Exercise brief - Return every line below exactly.

-- Provided records follows --

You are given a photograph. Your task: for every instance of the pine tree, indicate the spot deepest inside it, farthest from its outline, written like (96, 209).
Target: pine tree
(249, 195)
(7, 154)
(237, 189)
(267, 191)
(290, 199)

-- Provided records concluded --

Solution to the exercise -
You are given a photograph. Your task: for every instance of the pine tree, indicate the spot deepest inside it, farthest from its outline, written like (96, 209).
Target: pine tree
(249, 195)
(7, 154)
(237, 189)
(267, 191)
(290, 199)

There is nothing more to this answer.